**Written problem:**
In the passage about the canceled Mashrou’ Leila concert in Amman, rewrite the part starting with "Mashrou’ Leila was" and going on through "short a notice.", replacing "kingdom" with "country".
#### Selected passage
Mashrou’ Leila, the immensely popular Lebanese will be allowed to perform in Jordan, the government announced after the cancellation of a concert scheduled for Friday sparked an enormous backlash.

Jordan is one of the few places where the band’s many Israeli and Palestinian fans are allowed to travel to see their concerts. But last Tuesday, they were told that the concert in Amman’s Roman Theater was cancelled because it violated the “authenticity” of the place.

It later emerged that Amman District Governor Khaled Abu Ziad, who issued the ban, succumbed to pressure from Christian and Muslim groups. The latter campaigned for banning the band, whose songs tackle homosexuality (the lead singer is openly gay), promote freedom of religion and criticize Middle Eastern politics.

Mashrou’ Leila was indirectly told that they would be permanently banned from the kingdom, even though they had given numerous concerts there.

On Thursday, following public expressions of solidarity by Jordanian, Arab and Western artists, Abu Ziad said that “the concert could go ahead,” but it was too short a notice.

The band posted a thank you note to their supporters, in which they said: “We take pride in playing music for an audience like ours… We take immense pride in being part of a conversation that has played a part in harnessing popular attention to the subject of artistic and intellectual censorship, and freedom in the arts.”
########
#### Dataset records
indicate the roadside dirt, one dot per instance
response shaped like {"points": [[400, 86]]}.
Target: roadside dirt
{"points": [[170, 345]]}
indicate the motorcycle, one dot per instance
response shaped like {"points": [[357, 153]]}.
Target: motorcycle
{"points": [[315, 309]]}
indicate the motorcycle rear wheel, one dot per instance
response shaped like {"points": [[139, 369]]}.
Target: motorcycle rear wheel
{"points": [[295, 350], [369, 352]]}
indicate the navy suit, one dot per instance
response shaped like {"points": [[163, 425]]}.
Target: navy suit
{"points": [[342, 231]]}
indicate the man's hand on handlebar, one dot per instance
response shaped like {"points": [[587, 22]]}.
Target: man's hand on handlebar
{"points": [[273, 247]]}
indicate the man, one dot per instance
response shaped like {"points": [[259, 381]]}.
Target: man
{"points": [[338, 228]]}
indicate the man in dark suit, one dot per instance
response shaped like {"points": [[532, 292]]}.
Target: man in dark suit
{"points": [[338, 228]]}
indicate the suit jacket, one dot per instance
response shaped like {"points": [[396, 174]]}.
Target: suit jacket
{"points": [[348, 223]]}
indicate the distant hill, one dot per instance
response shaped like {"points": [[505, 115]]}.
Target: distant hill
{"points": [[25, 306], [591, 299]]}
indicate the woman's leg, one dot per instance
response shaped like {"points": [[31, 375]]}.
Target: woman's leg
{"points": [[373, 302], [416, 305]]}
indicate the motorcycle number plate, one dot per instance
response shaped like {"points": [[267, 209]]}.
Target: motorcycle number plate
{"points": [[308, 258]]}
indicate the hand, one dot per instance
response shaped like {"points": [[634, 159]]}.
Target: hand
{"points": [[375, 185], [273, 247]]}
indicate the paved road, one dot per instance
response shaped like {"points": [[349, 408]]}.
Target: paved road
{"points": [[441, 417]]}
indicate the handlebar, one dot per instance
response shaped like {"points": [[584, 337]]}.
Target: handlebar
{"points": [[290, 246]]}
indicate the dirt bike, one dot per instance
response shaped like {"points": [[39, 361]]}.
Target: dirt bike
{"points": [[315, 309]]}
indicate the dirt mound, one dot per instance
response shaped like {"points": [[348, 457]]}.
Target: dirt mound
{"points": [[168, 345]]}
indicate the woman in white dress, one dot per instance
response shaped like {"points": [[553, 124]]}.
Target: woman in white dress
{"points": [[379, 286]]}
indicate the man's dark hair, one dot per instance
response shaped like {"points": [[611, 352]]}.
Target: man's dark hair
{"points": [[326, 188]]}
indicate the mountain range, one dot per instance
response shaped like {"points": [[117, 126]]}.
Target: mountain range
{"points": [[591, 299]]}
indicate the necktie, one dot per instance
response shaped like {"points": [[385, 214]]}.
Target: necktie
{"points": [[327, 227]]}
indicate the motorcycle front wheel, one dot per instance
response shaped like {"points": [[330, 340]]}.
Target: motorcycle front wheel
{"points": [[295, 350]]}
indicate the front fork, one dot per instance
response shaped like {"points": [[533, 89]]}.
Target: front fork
########
**Exercise response:**
Mashrou’ Leila was indirectly told that they would be permanently banned from the country, even though they had given numerous concerts there.

On Thursday, following public expressions of solidarity by Jordanian, Arab and Western artists, Abu Ziad said that “the concert could go ahead,” but it was too short a notice.